Bonsoir camarade
Je viens de lire la brochure du GMI que tu m’as transmise : Bolchevisme contre lambertisme.
Même si j’y retrouve beaucoup de mes préoccupations, je considère que vous avez tort de jouer les Ponce Pilate en renvoyant dos à dos les deux fraction lambertistes. Si je suis d’accord avec 90% du texte, n’oublions pas qu’une cuillerée de goudron peut gâcher un tonneau de miel. J’en vois au moins deux, dont une impardonnable.
Mes divergences avec votre texte n’ont rien à voir avec le lambertisme.
Je suis surtout en désaccord sur deux points :l’appel à la destruction de « l’Union européenne » et la « ligne de la démocratie » défendue par les lambertistes. Le premier point n’est plus défendu que par les seldjoukiens (mobilisés pour le Brexit) et le deuxième est défendu différemment par les deux fractions, (dont celle des ulyssiens peut être social-chauvine, mais ne jetons pas le bébé avec l’eau du bain.

········

### CONSIGNE
Relevez dans la lettre tous les noms au pluriel qui désignent les partisans d'une fraction politique.

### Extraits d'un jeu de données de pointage
········

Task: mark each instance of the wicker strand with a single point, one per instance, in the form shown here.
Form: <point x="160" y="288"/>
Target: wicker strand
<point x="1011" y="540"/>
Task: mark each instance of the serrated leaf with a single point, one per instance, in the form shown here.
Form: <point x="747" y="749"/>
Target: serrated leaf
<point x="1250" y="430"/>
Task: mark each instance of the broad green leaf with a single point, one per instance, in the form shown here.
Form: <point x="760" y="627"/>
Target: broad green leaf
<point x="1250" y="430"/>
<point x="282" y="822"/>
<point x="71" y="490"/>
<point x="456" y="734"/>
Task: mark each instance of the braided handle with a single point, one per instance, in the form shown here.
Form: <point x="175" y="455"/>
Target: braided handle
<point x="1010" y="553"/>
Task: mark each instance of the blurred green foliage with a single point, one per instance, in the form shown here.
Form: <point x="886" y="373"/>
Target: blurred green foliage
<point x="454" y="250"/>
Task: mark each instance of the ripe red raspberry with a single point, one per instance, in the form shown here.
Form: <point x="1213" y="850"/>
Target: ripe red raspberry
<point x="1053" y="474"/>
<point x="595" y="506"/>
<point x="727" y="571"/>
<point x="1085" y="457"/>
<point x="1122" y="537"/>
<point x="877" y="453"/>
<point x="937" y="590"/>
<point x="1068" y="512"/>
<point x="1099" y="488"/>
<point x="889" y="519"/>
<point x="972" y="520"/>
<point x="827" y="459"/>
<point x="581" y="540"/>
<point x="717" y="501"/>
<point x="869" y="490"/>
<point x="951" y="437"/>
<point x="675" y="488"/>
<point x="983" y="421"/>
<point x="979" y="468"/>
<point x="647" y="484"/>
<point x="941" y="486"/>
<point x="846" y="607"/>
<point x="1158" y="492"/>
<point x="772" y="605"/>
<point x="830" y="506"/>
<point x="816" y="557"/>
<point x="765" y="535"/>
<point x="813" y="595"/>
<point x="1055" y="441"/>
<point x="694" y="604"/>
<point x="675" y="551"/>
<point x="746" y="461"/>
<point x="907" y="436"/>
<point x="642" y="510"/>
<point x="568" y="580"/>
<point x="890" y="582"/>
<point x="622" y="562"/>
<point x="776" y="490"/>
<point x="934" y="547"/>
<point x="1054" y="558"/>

········

### RÉPONSE
lambertistes, seldjoukiens, ulyssiens